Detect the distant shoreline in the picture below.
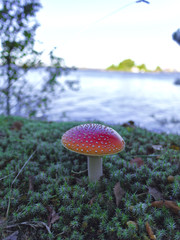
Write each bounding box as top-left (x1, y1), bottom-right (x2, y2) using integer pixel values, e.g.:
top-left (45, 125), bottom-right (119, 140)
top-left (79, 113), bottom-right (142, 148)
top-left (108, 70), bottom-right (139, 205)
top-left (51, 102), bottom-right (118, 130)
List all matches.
top-left (77, 67), bottom-right (180, 74)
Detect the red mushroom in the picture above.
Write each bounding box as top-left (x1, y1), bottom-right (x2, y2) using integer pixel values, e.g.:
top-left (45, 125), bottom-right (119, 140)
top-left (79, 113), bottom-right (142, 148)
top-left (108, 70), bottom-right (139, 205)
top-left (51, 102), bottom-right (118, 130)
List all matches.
top-left (61, 123), bottom-right (125, 182)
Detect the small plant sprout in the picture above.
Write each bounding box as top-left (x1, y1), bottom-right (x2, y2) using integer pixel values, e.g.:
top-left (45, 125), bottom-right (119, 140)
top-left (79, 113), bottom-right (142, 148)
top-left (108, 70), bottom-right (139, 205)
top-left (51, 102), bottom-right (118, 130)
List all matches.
top-left (61, 124), bottom-right (125, 182)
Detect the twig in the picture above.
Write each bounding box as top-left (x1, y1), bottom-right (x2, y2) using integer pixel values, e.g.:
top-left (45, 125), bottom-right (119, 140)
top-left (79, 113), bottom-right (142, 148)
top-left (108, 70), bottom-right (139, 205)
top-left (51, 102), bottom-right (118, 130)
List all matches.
top-left (12, 150), bottom-right (36, 185)
top-left (6, 221), bottom-right (51, 234)
top-left (6, 150), bottom-right (36, 219)
top-left (133, 155), bottom-right (159, 157)
top-left (71, 169), bottom-right (87, 175)
top-left (2, 230), bottom-right (19, 240)
top-left (137, 192), bottom-right (148, 197)
top-left (55, 231), bottom-right (65, 238)
top-left (0, 172), bottom-right (16, 181)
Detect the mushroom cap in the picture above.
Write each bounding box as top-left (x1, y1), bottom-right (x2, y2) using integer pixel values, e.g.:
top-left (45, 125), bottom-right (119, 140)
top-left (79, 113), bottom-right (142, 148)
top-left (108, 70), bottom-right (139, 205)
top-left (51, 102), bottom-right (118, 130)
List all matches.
top-left (61, 123), bottom-right (125, 156)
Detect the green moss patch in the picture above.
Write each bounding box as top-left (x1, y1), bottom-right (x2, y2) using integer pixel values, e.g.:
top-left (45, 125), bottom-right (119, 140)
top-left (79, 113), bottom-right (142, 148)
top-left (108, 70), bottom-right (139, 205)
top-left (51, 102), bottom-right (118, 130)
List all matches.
top-left (0, 116), bottom-right (179, 240)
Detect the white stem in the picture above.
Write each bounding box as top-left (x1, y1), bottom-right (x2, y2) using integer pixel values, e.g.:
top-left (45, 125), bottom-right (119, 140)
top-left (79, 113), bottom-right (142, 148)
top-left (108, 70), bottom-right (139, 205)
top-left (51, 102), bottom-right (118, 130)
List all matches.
top-left (88, 156), bottom-right (103, 182)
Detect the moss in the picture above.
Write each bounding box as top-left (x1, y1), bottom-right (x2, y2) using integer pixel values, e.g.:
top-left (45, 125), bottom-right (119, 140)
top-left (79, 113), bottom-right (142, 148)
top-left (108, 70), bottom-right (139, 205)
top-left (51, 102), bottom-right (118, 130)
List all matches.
top-left (0, 115), bottom-right (180, 240)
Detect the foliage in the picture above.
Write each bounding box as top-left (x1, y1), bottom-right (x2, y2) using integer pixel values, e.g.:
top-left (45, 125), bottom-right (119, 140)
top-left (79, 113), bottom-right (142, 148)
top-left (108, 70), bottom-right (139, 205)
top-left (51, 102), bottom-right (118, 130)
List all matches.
top-left (154, 66), bottom-right (162, 72)
top-left (137, 63), bottom-right (148, 72)
top-left (117, 59), bottom-right (135, 71)
top-left (107, 59), bottom-right (135, 72)
top-left (107, 59), bottom-right (162, 72)
top-left (0, 116), bottom-right (180, 239)
top-left (0, 0), bottom-right (68, 117)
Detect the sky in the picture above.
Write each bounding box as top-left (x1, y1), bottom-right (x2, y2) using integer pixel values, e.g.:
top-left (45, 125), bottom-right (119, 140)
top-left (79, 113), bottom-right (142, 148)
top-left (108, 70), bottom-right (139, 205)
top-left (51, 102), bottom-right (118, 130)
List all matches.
top-left (35, 0), bottom-right (180, 71)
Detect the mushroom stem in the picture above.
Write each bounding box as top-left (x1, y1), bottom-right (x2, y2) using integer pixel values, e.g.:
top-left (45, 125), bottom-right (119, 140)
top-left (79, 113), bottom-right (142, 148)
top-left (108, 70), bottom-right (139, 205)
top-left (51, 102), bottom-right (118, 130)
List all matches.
top-left (88, 156), bottom-right (103, 182)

• To do: Reprint the listing above verbatim but drop the images.

• Exercise solution:
Detect the distant shoreline in the picture below.
Write each bounding box as top-left (x1, y1), bottom-right (x2, y2) using integer pixel values, e.g.:
top-left (45, 125), bottom-right (119, 140)
top-left (79, 113), bottom-right (142, 148)
top-left (108, 70), bottom-right (139, 205)
top-left (51, 102), bottom-right (118, 130)
List all matches.
top-left (77, 67), bottom-right (180, 74)
Detect the red mushroom in the picture above.
Write each bounding box as top-left (x1, y1), bottom-right (x2, y2) using integer pixel values, e.g.:
top-left (45, 125), bottom-right (119, 140)
top-left (79, 113), bottom-right (142, 148)
top-left (108, 70), bottom-right (139, 205)
top-left (51, 102), bottom-right (118, 130)
List all matches.
top-left (61, 123), bottom-right (125, 182)
Detect the small plant sprout in the picture above.
Write each bounding box as top-left (x1, y1), bottom-right (x2, y2) using integer pixel values, e.g.:
top-left (45, 125), bottom-right (119, 140)
top-left (79, 113), bottom-right (142, 148)
top-left (108, 70), bottom-right (139, 205)
top-left (51, 102), bottom-right (118, 130)
List all matches.
top-left (61, 124), bottom-right (125, 182)
Detect the twig in the picture above.
Write each bounding box as top-left (x1, y1), bottom-right (x2, y2) using integer pixel values, e.g.:
top-left (45, 125), bottom-right (119, 140)
top-left (79, 113), bottom-right (142, 148)
top-left (108, 70), bottom-right (139, 205)
top-left (51, 102), bottom-right (118, 130)
List all matches.
top-left (12, 150), bottom-right (36, 185)
top-left (6, 221), bottom-right (51, 234)
top-left (6, 150), bottom-right (36, 219)
top-left (133, 155), bottom-right (159, 157)
top-left (71, 169), bottom-right (87, 175)
top-left (2, 230), bottom-right (19, 240)
top-left (137, 192), bottom-right (148, 197)
top-left (55, 231), bottom-right (65, 238)
top-left (0, 172), bottom-right (16, 181)
Detect the mushroom cap in the picture above.
Write each bounding box as top-left (x1, y1), bottom-right (x2, y2) using integer pixel values, e.g.:
top-left (45, 125), bottom-right (119, 140)
top-left (79, 113), bottom-right (142, 148)
top-left (108, 70), bottom-right (139, 205)
top-left (51, 102), bottom-right (118, 130)
List all matches.
top-left (61, 123), bottom-right (125, 156)
Detect the green moss patch in the picture above.
Write each bounding box as top-left (x1, y1), bottom-right (x2, y2) using integer pixel values, e.g.:
top-left (45, 125), bottom-right (119, 140)
top-left (79, 113), bottom-right (142, 148)
top-left (108, 70), bottom-right (139, 205)
top-left (51, 102), bottom-right (118, 130)
List all matches.
top-left (0, 116), bottom-right (179, 240)
Detect the white stem in the picture above.
Write each bounding box as top-left (x1, y1), bottom-right (x2, y2) using integer pixel values, e.g.:
top-left (45, 125), bottom-right (119, 140)
top-left (79, 113), bottom-right (142, 148)
top-left (108, 70), bottom-right (139, 205)
top-left (51, 102), bottom-right (118, 130)
List all matches.
top-left (88, 156), bottom-right (103, 182)
Detect the moss in the picture above.
Write each bounding box as top-left (x1, y1), bottom-right (x2, y2) using integer pixel values, e.g.:
top-left (45, 125), bottom-right (119, 140)
top-left (79, 113), bottom-right (142, 148)
top-left (108, 70), bottom-right (139, 205)
top-left (51, 102), bottom-right (118, 130)
List all matches.
top-left (0, 115), bottom-right (180, 240)
Detect the foliage in the picture above.
Write each bounding box as top-left (x1, y1), bottom-right (x2, y2) using integer pixel values, e.g.:
top-left (45, 125), bottom-right (119, 140)
top-left (79, 113), bottom-right (142, 148)
top-left (108, 70), bottom-right (139, 205)
top-left (51, 102), bottom-right (118, 130)
List all matches.
top-left (154, 66), bottom-right (162, 72)
top-left (137, 63), bottom-right (148, 72)
top-left (117, 59), bottom-right (135, 71)
top-left (107, 59), bottom-right (135, 72)
top-left (107, 59), bottom-right (162, 72)
top-left (0, 116), bottom-right (180, 239)
top-left (0, 0), bottom-right (68, 117)
Detect the sky in the picture above.
Write each bounding box as top-left (x1, y1), bottom-right (x2, y2) using integer pixel values, e.g.:
top-left (45, 125), bottom-right (119, 140)
top-left (79, 113), bottom-right (142, 148)
top-left (108, 70), bottom-right (139, 205)
top-left (51, 102), bottom-right (118, 130)
List all matches.
top-left (35, 0), bottom-right (180, 71)
Detect the mushroom stem in the picture above.
Write each bounding box as top-left (x1, y1), bottom-right (x2, y2) using integer pixel values, e.g.:
top-left (45, 125), bottom-right (119, 140)
top-left (79, 113), bottom-right (142, 148)
top-left (108, 70), bottom-right (139, 205)
top-left (51, 102), bottom-right (118, 130)
List all matches.
top-left (88, 156), bottom-right (103, 182)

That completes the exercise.